*Work required*: Go over the data and keep only the lines that include "instance".

(Saved data entries)
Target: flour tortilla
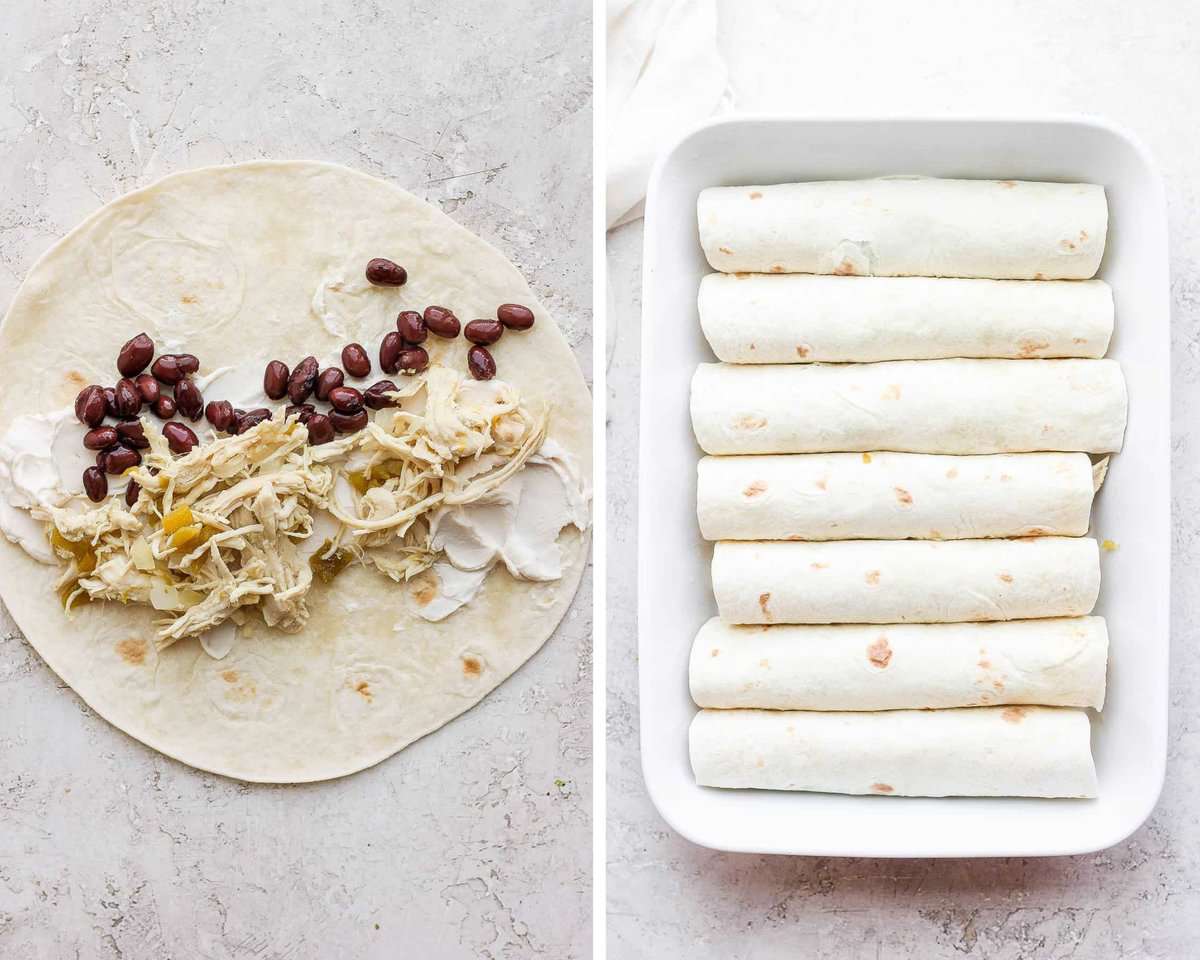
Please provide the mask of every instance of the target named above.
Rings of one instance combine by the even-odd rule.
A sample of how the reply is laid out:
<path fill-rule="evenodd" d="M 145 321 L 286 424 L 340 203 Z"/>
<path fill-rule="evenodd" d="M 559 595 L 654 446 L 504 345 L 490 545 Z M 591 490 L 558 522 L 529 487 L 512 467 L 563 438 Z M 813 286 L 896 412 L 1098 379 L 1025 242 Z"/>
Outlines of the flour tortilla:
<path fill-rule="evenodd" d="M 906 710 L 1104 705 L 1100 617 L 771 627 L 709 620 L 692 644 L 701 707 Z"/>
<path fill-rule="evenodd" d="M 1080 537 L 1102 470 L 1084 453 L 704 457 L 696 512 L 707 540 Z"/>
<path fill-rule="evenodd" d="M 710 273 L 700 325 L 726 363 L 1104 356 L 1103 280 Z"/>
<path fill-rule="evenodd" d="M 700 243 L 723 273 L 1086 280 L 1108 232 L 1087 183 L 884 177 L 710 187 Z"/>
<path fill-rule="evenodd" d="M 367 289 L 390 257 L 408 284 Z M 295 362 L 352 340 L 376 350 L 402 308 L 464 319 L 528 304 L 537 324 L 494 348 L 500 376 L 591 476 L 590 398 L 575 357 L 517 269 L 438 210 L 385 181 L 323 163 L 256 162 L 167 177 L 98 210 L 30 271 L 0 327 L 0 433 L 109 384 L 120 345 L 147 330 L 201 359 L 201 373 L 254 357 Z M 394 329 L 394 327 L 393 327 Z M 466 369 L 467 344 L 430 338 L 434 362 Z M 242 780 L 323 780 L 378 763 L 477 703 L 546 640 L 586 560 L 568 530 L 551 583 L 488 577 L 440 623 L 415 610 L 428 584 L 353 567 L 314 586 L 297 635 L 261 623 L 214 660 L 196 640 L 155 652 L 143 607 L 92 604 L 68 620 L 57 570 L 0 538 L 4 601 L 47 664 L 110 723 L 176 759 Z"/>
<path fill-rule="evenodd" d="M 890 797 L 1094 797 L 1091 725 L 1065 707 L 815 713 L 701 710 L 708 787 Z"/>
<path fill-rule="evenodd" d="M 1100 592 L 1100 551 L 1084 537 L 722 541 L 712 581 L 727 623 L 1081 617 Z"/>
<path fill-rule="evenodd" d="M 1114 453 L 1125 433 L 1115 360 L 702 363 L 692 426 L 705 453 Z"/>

*Task result*:
Please provide the mask of every instance of the target named above.
Rings of one instance combine by the even-odd rule.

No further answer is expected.